» **掲載本文**

▼

モンゴル Mongolia

東アジアの内陸国モンゴルから発行された蝶切手です。1963年と蝶切手の歴史の中では比較的早い時期の発行です。図鑑的に蝶を描いたオーソドックスな仕上がりになっています。選ばれている蝶はモンゴルに生息する各科の代表的な種であり、背景にはしっかりと食草が描かれています。

キアゲハ、クジャクチョウ、アポロウスバシロチョウ、ヤマキチョウ、コヒオドシなどヨーロッパ大陸からアジア北部に広く分布する、いわゆる動物地理学でいう旧北区の代表的な蝶ばかりです。地味ではありますがしっかりした内容のシリーズで私の好きな蝶切手の一つです。


1963.11.7 蝶切手

クジャクチョウ
Inachis io
(タテハチョウ科)
ヤマキチョウ
Gonepteryx rhamni
(シロチョウ科)

コヒオドシ
Aglais urticae
(タテハチョウ科)
アポロウスバシロチョウ
Parnassius apollo ♀
(アゲハチョウ科)

▲

» **作業一覧**
A – モンゴルの蝶切手についての文章を2文で要約してください。
B – モンゴルの蝶切手についての文章を、最後に示された部分の続きから書き進めてください。

» **利用可能な資料**

▼

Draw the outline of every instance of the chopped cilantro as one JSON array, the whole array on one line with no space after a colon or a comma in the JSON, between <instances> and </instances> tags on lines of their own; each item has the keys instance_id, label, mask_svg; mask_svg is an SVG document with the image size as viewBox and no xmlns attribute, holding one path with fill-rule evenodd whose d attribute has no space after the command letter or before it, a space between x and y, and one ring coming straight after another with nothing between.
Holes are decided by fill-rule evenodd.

▲

» **結果一覧**
A – 東アジアの内陸国モンゴルが1963年に発行した蝶切手は、モンゴルに生息する各科の代表的な種を、背景の食草とともに図鑑的に描いたオーソドックスなシリーズです。描かれたキアゲハ、クジャクチョウ、アポロウスバシロチョウなどはいずれも旧北区の代表的な蝶で、このシリーズは地味ながらしっかりした内容の、好きな蝶切手の一つとされています。

B –
キアゲハ
Papilio machaon
(アゲハチョウ科)

シロスジシジミ
Agrodiaetus damon ♂
(シジミチョウ科)
オオイチモンジ
Limenitis populi ♂
(タテハチョウ科)


1974年には8種の蝶と蛾を描く切手が発行されました。蝶は1963年のシリーズにも描かれた最低額面のオオイチモンジ1種だけで、残りはすべて蛾を描いています。モンゴルには蝶があまりいないのかと思ってしまいますが、なぜ、蝶が1種だけなのか、どうしていっそのこと全部蛾にしなかったのか、企画の意図がよく分かりません。

額面30mのボクトウガ科が切手に採り上げられるのは珍しいです。スペイン領サハラから1964年に1種発行されていますが、この切手は2番目のボクトウガ科です。ボウトクガ科の蛾は世界各地に約500種知られています。一般的にくすんだ色彩の種が多く、幼虫は木の枝や幹に孔をあけて材を食べます。彼らの食物は栄養価が低いので、成虫になるのに数年もかかる種もいるそうです。


1974.1.15 蝶蛾切手

オオイチモンジ
Limenitis populi
(タテハチョウ科)
シロスジヒトリ
Ammobiota festiva
(ヒトリガ科)
ゴマベニシタヒトリ
Rhyparia purpurata
(ヒトリガ科)

シタバガの一種
Catocala pacta
(ヤガ科)
ボクトウガの一種
Isocerus kaszabi
(ボクトウガ科)

アカオビスズメの一種
Hyles costata
(スズメガ科)
ヒトリガ
Aretia caja
(ヒトリガ科)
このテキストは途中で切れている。